▸ WHAT YOU HAVE TO DO:
Could you copy, word for word, only the lines from the one containing "Mark every instance of the speckled" through the last line of the records below, both included?

▸ INFORMATION SUPPLIED:
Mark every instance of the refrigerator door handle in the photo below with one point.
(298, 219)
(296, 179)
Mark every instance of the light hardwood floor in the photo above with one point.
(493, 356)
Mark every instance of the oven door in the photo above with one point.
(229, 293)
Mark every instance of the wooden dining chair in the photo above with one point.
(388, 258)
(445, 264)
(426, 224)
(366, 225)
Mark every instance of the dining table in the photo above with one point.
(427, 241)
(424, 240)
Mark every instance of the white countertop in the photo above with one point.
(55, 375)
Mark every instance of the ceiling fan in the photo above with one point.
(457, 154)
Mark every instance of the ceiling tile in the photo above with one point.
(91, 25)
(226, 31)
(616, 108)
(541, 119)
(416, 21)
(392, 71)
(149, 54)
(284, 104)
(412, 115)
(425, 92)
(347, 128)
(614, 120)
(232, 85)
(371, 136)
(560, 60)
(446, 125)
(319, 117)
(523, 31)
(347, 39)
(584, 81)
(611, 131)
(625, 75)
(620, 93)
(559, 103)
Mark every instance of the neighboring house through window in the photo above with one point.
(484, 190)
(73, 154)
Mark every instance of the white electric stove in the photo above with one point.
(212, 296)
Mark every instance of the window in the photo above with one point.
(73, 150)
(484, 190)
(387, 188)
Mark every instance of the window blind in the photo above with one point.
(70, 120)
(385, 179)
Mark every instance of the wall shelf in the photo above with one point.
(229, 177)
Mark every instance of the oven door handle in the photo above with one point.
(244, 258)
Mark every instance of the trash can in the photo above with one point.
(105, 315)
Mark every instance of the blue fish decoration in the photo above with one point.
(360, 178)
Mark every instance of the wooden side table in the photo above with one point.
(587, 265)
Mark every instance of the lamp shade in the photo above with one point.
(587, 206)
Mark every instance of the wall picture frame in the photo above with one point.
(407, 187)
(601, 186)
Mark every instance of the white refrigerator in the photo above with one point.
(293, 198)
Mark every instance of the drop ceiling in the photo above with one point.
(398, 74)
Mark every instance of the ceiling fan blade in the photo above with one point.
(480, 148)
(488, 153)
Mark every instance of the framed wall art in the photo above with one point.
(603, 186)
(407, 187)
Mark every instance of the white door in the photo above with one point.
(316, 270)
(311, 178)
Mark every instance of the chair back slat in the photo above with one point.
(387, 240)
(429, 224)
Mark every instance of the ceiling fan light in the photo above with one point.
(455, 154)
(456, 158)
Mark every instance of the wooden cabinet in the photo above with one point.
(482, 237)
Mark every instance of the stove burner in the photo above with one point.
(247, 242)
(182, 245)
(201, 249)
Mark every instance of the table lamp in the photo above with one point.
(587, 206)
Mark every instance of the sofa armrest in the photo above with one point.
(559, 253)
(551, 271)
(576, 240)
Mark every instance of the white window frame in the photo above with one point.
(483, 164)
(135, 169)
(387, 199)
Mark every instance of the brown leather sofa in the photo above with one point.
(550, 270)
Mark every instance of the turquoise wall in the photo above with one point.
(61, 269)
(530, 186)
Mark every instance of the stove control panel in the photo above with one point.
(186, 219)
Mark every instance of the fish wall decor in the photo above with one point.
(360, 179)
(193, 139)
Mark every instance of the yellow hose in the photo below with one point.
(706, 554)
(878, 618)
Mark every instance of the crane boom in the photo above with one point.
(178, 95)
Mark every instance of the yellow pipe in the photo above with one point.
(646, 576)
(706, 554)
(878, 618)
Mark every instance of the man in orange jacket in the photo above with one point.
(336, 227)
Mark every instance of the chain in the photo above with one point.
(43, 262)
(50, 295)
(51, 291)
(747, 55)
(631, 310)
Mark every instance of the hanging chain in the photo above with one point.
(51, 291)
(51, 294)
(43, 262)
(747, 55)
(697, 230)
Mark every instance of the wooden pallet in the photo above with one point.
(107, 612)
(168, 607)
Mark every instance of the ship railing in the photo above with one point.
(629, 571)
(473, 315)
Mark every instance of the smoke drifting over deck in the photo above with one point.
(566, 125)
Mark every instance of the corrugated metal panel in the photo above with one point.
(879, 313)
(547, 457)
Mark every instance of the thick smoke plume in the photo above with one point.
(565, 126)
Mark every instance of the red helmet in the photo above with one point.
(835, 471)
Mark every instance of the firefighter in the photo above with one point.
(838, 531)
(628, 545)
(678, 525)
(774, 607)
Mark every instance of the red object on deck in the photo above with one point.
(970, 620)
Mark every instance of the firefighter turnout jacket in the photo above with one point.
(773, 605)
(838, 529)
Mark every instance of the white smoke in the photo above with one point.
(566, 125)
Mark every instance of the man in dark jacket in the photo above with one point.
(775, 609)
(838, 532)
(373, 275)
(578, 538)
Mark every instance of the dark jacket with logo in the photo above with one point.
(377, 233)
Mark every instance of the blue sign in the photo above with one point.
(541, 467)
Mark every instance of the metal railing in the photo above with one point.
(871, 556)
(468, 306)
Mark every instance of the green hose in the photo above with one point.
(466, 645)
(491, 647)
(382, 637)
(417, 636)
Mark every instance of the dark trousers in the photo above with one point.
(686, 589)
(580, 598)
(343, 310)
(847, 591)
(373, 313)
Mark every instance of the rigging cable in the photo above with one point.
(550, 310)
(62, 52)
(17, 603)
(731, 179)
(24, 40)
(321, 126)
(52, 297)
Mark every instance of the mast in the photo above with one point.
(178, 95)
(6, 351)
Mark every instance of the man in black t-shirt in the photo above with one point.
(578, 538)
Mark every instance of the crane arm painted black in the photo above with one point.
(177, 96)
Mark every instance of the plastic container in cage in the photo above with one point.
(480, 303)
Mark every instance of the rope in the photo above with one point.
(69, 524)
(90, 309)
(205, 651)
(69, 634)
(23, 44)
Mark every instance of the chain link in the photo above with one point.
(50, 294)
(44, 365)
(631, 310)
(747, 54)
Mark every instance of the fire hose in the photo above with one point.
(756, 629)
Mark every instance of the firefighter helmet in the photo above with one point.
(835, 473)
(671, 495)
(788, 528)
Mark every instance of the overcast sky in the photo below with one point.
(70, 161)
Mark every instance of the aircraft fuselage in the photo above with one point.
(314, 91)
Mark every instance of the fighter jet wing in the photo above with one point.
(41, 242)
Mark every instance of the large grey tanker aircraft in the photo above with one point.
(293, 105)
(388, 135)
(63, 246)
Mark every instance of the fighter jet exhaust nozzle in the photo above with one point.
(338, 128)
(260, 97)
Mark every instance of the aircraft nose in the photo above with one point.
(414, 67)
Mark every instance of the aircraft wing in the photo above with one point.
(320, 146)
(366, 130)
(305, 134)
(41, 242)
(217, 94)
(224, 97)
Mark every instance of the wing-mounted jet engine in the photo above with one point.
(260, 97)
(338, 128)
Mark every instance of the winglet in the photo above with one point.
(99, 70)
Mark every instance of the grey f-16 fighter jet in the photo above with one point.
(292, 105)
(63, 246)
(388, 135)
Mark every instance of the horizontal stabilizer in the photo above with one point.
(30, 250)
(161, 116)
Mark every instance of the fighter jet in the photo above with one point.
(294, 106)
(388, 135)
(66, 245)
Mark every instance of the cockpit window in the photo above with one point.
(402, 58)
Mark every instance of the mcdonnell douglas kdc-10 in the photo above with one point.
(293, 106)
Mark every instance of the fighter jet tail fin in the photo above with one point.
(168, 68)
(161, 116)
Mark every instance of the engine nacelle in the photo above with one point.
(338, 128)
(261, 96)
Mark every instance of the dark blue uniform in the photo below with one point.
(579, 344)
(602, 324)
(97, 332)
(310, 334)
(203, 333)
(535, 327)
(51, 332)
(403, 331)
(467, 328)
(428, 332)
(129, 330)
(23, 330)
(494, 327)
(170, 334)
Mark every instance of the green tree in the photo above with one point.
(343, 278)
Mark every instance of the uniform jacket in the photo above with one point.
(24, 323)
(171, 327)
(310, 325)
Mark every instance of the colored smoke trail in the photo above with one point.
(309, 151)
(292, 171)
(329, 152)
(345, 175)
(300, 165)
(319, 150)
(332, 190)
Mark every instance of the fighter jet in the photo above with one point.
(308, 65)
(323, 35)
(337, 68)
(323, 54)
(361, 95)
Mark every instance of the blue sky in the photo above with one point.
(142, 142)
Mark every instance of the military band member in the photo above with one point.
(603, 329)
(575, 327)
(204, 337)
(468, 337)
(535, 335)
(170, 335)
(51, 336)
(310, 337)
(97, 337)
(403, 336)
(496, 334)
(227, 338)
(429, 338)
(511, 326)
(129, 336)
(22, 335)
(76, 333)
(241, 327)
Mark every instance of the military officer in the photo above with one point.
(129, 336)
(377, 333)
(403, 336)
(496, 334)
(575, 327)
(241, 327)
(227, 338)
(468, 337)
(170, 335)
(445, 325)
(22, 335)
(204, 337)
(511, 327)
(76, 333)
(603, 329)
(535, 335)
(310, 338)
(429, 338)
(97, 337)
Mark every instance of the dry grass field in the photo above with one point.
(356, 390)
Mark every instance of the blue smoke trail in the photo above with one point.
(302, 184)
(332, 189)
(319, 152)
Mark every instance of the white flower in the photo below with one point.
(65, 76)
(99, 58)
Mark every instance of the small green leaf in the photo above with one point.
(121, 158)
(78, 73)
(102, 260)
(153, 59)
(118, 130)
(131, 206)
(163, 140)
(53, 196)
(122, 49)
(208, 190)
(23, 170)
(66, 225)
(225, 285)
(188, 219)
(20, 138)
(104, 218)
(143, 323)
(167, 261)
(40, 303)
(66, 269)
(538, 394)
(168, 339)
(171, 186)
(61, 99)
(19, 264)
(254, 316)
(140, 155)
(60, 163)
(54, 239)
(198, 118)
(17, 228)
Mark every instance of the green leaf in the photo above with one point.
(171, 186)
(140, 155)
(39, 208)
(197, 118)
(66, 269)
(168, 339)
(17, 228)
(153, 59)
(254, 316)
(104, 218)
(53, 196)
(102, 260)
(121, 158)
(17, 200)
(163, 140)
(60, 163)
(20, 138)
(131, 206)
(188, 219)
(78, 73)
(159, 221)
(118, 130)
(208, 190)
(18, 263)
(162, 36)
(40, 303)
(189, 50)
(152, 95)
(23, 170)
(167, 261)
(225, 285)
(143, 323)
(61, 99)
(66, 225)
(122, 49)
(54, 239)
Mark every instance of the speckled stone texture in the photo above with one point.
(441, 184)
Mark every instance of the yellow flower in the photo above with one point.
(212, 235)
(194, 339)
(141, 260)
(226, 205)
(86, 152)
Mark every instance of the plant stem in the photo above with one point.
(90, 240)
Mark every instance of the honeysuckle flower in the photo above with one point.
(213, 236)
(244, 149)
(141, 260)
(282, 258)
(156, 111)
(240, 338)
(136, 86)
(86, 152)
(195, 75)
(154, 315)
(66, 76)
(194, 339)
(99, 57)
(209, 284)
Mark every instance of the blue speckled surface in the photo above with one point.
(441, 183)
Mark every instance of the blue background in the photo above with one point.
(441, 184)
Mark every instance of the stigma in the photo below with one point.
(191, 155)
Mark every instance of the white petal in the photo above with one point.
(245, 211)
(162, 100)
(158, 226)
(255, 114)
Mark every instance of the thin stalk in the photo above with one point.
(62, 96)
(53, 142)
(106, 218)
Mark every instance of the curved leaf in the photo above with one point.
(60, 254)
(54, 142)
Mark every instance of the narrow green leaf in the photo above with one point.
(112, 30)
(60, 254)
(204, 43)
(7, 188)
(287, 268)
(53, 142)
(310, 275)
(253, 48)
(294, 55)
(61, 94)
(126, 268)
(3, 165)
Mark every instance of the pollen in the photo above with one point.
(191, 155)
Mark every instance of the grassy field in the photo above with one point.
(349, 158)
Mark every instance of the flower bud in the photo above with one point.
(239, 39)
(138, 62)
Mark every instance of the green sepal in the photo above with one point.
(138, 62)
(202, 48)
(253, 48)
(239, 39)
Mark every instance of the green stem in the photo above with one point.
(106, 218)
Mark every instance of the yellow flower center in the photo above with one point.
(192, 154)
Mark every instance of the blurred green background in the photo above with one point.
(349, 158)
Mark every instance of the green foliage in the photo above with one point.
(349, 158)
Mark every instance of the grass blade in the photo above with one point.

▸ ANSWER TO THIS TASK:
Mark every instance of the speckled stone texture in the photo above with one point.
(441, 184)
Mark every instance of the yellow flower in the photo above with one point.
(212, 235)
(194, 339)
(141, 260)
(226, 205)
(86, 152)
Mark every instance of the plant stem in the photo above with one point.
(90, 240)
Mark every instance of the honeysuckle flower in the photo above with one point.
(213, 236)
(244, 149)
(141, 260)
(282, 258)
(156, 111)
(240, 338)
(136, 86)
(86, 152)
(195, 75)
(154, 315)
(66, 76)
(194, 339)
(99, 57)
(209, 284)
Mark every instance of the blue speckled surface in the photo above with one point.
(441, 183)
Mark every instance of the blue background in the photo above with one point.
(441, 184)
Mark every instance of the stigma in the photo below with one point.
(191, 155)
Mark every instance of the white petal in the photo above with one point.
(245, 211)
(162, 100)
(158, 226)
(255, 114)
Mark every instance of the thin stalk in the photo above with one point.
(62, 96)
(53, 142)
(106, 218)
Mark every instance of the curved leaf in the photo above with one point.
(60, 254)
(54, 142)
Mark every instance of the narrow green leaf in the photo above with one point.
(112, 30)
(60, 254)
(204, 43)
(7, 188)
(287, 268)
(53, 142)
(310, 275)
(253, 48)
(294, 55)
(61, 94)
(126, 268)
(3, 165)
Mark every instance of the pollen in the photo above with one point.
(191, 155)
Mark every instance of the grassy field in the photo above with one point.
(349, 158)
Mark every instance of the flower bud in the photo above with one point.
(239, 39)
(138, 62)
Mark every instance of the green sepal in the photo above with one point.
(138, 62)
(202, 48)
(253, 48)
(239, 39)
Mark every instance of the green stem in the photo above with one point.
(106, 218)
Mark every instance of the yellow flower center in the photo above with one point.
(192, 154)
Mark every instance of the blurred green background in the photo above with one point.
(349, 158)
Mark every instance of the green foliage in the photo above with one point.
(349, 158)
Mark every instance of the grass blade in the photo above with one point.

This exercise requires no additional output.